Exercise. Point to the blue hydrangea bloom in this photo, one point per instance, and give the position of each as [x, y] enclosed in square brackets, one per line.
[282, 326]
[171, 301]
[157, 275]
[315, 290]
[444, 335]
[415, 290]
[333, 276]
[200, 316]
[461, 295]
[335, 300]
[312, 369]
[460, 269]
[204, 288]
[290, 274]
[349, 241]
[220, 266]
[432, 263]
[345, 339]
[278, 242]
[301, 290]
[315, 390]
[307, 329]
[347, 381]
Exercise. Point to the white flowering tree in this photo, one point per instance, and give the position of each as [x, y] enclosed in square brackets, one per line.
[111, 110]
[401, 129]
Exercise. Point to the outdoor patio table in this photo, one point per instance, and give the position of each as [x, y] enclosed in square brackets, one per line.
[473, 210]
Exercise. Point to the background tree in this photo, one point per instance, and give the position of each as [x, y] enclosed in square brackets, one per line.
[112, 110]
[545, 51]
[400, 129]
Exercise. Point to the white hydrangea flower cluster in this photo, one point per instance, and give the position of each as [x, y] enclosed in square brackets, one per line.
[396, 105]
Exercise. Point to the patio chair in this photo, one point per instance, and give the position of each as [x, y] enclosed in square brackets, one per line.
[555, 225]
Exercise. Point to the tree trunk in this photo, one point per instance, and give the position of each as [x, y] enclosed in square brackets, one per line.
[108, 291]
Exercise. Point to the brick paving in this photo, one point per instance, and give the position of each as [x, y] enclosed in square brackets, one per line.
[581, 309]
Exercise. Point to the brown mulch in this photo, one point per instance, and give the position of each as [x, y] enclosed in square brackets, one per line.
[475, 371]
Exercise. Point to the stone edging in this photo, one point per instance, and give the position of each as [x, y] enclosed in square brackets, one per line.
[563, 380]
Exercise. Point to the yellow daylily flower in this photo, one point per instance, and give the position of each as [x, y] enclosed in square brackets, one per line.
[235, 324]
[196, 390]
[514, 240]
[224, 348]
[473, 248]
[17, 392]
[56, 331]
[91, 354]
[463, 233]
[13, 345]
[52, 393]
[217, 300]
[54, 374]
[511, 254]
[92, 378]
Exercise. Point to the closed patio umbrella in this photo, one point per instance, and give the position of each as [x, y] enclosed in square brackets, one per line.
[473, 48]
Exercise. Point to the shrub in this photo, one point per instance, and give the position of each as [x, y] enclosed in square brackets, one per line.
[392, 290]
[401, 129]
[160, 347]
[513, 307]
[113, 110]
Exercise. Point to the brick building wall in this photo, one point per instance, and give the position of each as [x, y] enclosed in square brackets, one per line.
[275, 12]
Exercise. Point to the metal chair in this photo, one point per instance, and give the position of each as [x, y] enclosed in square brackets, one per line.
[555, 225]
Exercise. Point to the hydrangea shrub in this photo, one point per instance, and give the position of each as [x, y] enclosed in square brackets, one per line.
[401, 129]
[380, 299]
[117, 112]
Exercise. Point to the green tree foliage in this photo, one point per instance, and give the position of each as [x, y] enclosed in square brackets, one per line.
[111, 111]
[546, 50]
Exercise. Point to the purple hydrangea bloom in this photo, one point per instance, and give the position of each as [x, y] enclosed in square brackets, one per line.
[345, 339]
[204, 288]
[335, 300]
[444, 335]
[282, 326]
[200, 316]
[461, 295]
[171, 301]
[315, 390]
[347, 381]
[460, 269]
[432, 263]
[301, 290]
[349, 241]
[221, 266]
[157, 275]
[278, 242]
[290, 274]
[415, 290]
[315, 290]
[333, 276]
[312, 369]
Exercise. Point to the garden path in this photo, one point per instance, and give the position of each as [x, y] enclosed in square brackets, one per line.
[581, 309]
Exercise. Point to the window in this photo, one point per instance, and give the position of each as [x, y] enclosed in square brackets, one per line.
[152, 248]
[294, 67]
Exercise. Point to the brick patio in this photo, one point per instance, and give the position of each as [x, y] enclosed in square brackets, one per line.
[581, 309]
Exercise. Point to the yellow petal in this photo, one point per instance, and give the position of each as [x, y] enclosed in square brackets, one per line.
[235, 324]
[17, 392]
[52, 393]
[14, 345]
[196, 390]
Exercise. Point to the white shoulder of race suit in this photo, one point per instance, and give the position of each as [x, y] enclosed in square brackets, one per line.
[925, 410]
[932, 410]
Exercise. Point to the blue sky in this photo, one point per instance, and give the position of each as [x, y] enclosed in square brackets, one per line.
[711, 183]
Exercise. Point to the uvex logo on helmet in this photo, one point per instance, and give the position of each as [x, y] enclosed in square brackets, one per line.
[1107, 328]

┄┄┄┄┄┄┄┄┄┄

> _YOUR ASSIGNMENT_
For every line of the listing, produce an identical copy.

> _TASK SOLUTION_
Exercise. Point to the blue hydrangea bloom in this photo, one point per instance, and give the position of each as [x, y] enclosed in square brackets, one per line.
[282, 326]
[171, 301]
[157, 275]
[315, 290]
[444, 335]
[415, 290]
[333, 276]
[200, 316]
[461, 295]
[335, 300]
[312, 369]
[460, 269]
[204, 288]
[290, 274]
[349, 241]
[220, 266]
[432, 263]
[345, 339]
[278, 242]
[301, 290]
[315, 390]
[307, 329]
[347, 381]
Exercise. Point to the white flowering tree in this photo, one point per instance, and give the position of each as [x, y] enclosed in square brackets, one per line.
[111, 110]
[401, 129]
Exercise. Point to the outdoor patio table in this photo, one point per instance, and give the position of each as [x, y] enclosed in square brackets, one per line.
[473, 210]
Exercise. Point to the background tree in this photo, one point per instance, and give the position of each as [x, y] enclosed in square brackets, one per line.
[112, 110]
[545, 51]
[400, 129]
Exercise. Point to the white hydrangea flower cluster in this photo, one point per instance, and give the position of each as [x, y] enclosed in square brackets, one per line.
[396, 105]
Exercise. Point to the patio chair in this photo, one point per instance, and give the position of each as [x, y] enclosed in square brackets, one per line.
[555, 225]
Exercise. Point to the tree trunk in this photo, one point per instance, and give the position of each as [x, y] enclosed in square brackets, one per line.
[108, 291]
Exercise. Point to the brick paving in this photo, one point per instance, and give the position of each as [x, y] enclosed in square brackets, one per line.
[581, 309]
Exercise. Point to the brown mulch in this photo, one point per instance, and give the position of each as [x, y] enclosed in square brackets, one per line.
[475, 371]
Exercise. Point to the stone edging in this photo, one point per instance, and give the position of each as [x, y] enclosed in square brackets, one per line.
[563, 380]
Exercise. Point to the yellow daylily flower in this photo, one point per instance, and give the position of each as [x, y] enclosed in square brackets, one per line.
[235, 324]
[196, 390]
[514, 240]
[224, 348]
[473, 248]
[17, 392]
[56, 331]
[91, 354]
[463, 233]
[13, 345]
[52, 393]
[217, 300]
[54, 374]
[511, 254]
[92, 378]
Exercise. Point to the closed patio umbrella in this photo, one point per instance, and give the position of each as [x, y] enclosed in square brackets, one per line.
[473, 48]
Exercise. Point to the shrub in this photo, one point per instance, and give the position of each as [x, y] enclosed in square brackets, one per line.
[392, 290]
[401, 129]
[160, 347]
[513, 307]
[113, 110]
Exercise. Point to the brick building wall in this photo, one point per instance, and give the position of each as [x, y] enclosed in square brackets, one per line.
[275, 12]
Exercise. Point to the metal chair in this photo, one point per instance, and give the position of each as [x, y] enclosed in square brackets, one per line.
[555, 225]
Exercise. Point to the hydrangea shrub in this photo, one point per instance, and give the position of each as [x, y] enclosed in square brackets, one per line.
[401, 129]
[380, 299]
[117, 112]
Exercise. Point to the green tree foliage in this photo, one point per instance, and give the position of each as [x, y] enclosed in square brackets, one per line.
[111, 111]
[546, 50]
Exercise. Point to the purple hydrangea bloom in this photo, one point per instance, and give the position of each as [x, y] enclosed in square brackets, one per line.
[345, 339]
[204, 288]
[335, 300]
[444, 335]
[282, 326]
[200, 316]
[461, 295]
[171, 301]
[315, 390]
[347, 381]
[460, 269]
[432, 263]
[301, 290]
[349, 241]
[221, 266]
[157, 275]
[278, 242]
[290, 274]
[415, 290]
[315, 290]
[333, 276]
[312, 369]
Exercise. Point to the garden path in this photo, one point per instance, and give the position of each as [x, y] enclosed in square brackets, one per line.
[581, 309]
Exercise. Point to the window in this photo, one point per instance, and give the position of each as [x, y] enclosed in square brackets, one per line.
[152, 248]
[294, 67]
Exercise. Point to the brick patio in this photo, one point per instance, and give the position of each as [x, y] enclosed in square brackets, one per line.
[581, 309]
Exercise. Point to the yellow petal in this photo, one point per instance, and give the position of each as [x, y] enclosed in square brackets, one per line.
[235, 324]
[17, 392]
[52, 393]
[14, 345]
[196, 390]
Exercise. Point to the white shoulder of race suit in this photo, one point per instance, and give the position of each as [x, y] enclosed in square brackets, one per line.
[925, 410]
[932, 410]
Exercise. Point to the blue sky in this photo, one point per instance, and give the position of each as [x, y] enclosed in square brackets, one per line.
[711, 183]
Exercise. Point to the uvex logo on helmet in this photo, one point per instance, and give the position of each as [x, y] enclosed in square brackets, one per line.
[1107, 328]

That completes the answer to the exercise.